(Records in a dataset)
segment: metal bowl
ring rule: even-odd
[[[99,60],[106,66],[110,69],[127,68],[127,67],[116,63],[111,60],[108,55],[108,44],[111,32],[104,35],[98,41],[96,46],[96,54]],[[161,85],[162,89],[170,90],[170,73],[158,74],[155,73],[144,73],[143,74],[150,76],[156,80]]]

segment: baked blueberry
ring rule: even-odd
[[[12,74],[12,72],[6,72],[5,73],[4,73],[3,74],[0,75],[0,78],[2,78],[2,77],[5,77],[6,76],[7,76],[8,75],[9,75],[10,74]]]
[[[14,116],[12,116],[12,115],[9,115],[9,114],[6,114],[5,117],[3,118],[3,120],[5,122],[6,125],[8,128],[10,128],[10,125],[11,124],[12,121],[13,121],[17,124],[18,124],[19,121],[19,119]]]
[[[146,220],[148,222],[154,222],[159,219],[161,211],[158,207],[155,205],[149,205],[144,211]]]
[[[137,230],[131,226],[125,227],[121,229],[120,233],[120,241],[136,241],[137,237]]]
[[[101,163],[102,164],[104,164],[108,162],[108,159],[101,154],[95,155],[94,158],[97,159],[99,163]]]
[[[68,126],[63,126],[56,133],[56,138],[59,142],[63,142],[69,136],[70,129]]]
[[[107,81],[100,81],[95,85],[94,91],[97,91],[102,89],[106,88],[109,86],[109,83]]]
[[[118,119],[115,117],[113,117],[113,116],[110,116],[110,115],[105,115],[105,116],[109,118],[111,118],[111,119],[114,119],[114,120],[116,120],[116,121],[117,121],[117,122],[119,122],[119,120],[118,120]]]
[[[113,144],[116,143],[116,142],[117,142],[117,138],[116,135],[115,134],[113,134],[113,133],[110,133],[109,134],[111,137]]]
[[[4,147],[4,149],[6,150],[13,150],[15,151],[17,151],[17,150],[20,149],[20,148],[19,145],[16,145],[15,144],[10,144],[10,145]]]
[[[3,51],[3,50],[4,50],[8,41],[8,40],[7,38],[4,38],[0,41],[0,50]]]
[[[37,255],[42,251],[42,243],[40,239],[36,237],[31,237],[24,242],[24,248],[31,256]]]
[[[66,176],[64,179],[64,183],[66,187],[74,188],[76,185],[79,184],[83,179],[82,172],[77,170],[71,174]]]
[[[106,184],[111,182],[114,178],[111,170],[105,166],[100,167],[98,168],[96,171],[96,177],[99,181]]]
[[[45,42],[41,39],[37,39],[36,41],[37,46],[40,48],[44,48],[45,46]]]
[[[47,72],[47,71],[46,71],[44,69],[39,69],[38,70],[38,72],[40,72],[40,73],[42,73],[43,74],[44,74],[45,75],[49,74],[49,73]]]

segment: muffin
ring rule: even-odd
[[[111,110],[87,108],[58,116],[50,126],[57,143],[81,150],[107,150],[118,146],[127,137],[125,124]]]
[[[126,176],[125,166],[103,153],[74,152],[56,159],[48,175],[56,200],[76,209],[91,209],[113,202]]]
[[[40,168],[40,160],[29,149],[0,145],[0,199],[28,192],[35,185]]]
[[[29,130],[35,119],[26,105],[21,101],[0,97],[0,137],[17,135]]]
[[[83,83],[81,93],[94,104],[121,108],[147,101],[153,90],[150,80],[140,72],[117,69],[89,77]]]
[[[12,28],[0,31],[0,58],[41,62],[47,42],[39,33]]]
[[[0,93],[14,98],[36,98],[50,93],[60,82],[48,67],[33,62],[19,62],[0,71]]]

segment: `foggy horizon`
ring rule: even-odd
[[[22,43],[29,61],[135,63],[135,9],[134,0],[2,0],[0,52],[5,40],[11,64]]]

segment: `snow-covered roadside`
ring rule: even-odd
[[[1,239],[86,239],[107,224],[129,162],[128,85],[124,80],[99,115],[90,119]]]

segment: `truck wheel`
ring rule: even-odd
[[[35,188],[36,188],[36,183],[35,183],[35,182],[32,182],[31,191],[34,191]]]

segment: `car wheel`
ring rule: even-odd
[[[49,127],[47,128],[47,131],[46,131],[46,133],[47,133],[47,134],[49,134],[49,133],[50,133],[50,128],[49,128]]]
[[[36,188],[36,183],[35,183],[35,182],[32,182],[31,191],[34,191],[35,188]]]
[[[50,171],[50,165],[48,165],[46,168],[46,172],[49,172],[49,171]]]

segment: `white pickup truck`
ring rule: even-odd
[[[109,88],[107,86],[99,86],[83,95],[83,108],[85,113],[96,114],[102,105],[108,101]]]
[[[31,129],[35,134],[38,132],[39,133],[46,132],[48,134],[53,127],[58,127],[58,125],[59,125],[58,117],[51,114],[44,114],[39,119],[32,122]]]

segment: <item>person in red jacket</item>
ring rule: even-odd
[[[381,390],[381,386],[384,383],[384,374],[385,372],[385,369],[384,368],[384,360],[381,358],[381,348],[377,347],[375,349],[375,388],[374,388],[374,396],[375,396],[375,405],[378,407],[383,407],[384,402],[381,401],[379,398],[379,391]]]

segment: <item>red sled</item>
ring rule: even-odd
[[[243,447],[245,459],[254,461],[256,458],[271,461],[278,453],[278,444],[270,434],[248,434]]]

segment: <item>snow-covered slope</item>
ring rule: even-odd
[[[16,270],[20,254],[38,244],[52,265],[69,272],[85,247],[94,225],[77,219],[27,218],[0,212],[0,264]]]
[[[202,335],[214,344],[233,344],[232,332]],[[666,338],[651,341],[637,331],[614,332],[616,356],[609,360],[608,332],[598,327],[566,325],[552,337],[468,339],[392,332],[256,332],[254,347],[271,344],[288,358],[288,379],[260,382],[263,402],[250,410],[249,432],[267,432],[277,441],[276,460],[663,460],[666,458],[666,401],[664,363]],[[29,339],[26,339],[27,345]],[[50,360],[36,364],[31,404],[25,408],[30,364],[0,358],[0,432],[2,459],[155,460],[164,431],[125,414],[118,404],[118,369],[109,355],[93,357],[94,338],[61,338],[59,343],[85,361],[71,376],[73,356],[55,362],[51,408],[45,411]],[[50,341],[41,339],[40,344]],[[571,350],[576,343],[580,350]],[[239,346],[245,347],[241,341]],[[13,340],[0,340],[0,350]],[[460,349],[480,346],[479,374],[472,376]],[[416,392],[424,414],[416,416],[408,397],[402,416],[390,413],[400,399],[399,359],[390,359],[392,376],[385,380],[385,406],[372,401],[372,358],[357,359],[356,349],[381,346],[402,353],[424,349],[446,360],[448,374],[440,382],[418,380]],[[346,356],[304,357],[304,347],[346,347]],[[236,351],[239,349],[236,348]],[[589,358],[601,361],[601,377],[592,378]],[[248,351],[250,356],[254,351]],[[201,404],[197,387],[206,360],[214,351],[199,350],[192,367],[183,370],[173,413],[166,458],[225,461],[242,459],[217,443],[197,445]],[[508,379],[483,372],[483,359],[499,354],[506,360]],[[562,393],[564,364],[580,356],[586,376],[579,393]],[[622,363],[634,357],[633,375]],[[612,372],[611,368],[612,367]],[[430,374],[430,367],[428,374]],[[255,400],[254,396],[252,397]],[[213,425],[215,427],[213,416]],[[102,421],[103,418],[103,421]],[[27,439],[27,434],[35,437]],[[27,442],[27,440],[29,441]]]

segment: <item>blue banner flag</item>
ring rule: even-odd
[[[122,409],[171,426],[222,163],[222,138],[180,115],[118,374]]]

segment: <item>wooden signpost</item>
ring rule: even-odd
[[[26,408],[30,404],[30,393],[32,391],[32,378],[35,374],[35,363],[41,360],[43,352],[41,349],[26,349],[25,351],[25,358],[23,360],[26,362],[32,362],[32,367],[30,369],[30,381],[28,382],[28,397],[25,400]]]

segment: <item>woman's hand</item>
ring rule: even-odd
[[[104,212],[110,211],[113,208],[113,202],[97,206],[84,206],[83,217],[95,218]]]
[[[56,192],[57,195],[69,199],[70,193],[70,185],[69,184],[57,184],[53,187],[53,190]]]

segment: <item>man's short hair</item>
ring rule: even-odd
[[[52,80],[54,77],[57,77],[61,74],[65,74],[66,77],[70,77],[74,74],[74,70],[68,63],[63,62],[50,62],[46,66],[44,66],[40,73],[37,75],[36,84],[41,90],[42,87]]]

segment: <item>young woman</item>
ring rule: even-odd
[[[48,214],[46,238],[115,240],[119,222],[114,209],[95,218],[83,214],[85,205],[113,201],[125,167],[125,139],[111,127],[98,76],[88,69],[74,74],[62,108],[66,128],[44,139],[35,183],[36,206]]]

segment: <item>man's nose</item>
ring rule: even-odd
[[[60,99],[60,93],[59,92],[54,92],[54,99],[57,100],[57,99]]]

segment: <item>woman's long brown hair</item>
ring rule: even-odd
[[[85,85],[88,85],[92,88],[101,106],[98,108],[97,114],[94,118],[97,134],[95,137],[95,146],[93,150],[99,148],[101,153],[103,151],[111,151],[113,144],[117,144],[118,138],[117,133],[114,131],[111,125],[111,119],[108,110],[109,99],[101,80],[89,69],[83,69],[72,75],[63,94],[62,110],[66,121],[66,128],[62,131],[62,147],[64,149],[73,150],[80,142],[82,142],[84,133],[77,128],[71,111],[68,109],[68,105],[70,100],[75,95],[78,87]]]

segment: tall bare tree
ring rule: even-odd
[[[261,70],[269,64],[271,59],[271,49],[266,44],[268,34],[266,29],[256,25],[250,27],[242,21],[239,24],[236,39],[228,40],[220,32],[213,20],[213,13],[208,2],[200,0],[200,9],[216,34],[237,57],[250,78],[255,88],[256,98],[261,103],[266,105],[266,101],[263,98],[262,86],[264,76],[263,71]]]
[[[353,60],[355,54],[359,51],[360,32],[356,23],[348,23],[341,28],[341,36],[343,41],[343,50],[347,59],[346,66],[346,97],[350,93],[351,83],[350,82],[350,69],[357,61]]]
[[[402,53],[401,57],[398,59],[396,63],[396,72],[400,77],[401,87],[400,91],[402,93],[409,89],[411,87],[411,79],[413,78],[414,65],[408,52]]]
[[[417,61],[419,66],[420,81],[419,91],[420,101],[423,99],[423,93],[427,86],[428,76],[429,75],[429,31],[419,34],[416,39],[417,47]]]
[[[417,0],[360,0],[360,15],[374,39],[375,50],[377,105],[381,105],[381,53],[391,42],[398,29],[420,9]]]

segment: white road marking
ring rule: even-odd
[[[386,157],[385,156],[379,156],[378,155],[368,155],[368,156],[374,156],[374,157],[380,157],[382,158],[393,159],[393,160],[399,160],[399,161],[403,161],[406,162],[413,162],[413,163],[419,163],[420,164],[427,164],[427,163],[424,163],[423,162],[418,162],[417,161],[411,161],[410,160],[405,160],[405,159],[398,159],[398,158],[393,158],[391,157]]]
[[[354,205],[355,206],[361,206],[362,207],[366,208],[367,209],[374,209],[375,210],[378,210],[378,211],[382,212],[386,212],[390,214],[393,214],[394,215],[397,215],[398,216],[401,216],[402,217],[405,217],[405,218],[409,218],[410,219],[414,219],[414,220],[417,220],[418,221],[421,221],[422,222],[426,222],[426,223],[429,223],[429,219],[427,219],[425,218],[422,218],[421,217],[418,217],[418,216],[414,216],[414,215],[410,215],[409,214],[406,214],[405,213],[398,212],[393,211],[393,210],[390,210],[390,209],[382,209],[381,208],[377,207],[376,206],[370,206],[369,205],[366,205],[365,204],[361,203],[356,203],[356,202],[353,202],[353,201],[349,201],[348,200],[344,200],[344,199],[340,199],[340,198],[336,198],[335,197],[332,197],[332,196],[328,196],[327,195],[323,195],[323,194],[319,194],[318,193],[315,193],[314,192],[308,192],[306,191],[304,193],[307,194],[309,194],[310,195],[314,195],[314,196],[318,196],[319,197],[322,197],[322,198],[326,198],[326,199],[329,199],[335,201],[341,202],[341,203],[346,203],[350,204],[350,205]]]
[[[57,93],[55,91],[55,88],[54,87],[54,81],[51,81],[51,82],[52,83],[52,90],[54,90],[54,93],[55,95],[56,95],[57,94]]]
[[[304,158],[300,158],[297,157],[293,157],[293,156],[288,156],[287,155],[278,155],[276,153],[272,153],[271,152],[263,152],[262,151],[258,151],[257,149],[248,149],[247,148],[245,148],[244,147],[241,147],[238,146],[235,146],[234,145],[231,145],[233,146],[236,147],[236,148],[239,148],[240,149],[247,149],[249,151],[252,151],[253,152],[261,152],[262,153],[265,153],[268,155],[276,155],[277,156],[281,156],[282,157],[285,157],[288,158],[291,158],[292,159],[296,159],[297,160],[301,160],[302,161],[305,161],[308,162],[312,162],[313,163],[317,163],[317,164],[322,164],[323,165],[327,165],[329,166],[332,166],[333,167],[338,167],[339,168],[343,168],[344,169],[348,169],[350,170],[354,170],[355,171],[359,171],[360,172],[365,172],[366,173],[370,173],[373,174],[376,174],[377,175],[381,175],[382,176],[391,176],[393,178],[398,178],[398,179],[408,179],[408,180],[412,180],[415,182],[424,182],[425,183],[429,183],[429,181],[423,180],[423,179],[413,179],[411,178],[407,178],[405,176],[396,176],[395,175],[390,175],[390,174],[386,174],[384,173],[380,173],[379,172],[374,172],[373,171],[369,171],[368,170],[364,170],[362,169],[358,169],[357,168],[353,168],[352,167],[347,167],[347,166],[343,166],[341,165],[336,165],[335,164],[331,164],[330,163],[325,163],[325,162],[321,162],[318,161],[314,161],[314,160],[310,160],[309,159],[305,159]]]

TASK TO CARRY OUT: Locate each line in the records that contains the string "snow" and copy those lines. Case counts.

ANSWER FOR THIS EXERCISE:
segment: `snow-covered roadside`
segment: <item>snow-covered slope</item>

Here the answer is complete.